■ **Document section**:
○ ○ ○ ○ ○
Search This Blog

Saturday, March 3, 2012

I know these people!

It's 10am, and as is usual for me on a sea day, I'm sprawled on a deck chair on the 3rd deck looking out at the ocean. People stride by me doing their daily walk around the ship (3.5 circuits equals a mile), and I realize to my delight that I know many of the people walking past me.

Not "know" as in "can put names and histories to", but know as in "have some specific knowledge about that differentiates this person from the other 999 passengers on this trip."

The woman in turquoise Bermuda shorts who strides along so purposefully, for instance: yesterday afternoon as I waited for the daily Bingo game to begin, she and her husband were finishing up the ballroom dancing class in mambo. I remember her because she was clearly having such a great time with it, dancing with her whole body, a satisfied, energetic smile on her face.

And this Japanese man in shorts and a grayish T-shirt: he was part of a group I had lunch with a couple weeks ago. Whoever introduced us laughed about always getting his name wrong, so now I'm not sure whether his name is Terry and she always calls him Mike, or his name is Mike and she always calls him Terry. He has a shy look, as if he would be too polite to correct her either way.
○ ○ ○ ○ ○
■ **Data excerpt**:
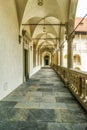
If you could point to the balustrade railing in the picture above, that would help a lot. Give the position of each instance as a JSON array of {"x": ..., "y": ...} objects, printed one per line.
[{"x": 76, "y": 81}]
○ ○ ○ ○ ○
■ **Given exercise**:
From the cruise blog post above, transcribe everything from "The woman in" down to "her either way.".

■ **Expected answer**:
The woman in turquoise Bermuda shorts who strides along so purposefully, for instance: yesterday afternoon as I waited for the daily Bingo game to begin, she and her husband were finishing up the ballroom dancing class in mambo. I remember her because she was clearly having such a great time with it, dancing with her whole body, a satisfied, energetic smile on her face.

And this Japanese man in shorts and a grayish T-shirt: he was part of a group I had lunch with a couple weeks ago. Whoever introduced us laughed about always getting his name wrong, so now I'm not sure whether his name is Terry and she always calls him Mike, or his name is Mike and she always calls him Terry. He has a shy look, as if he would be too polite to correct her either way.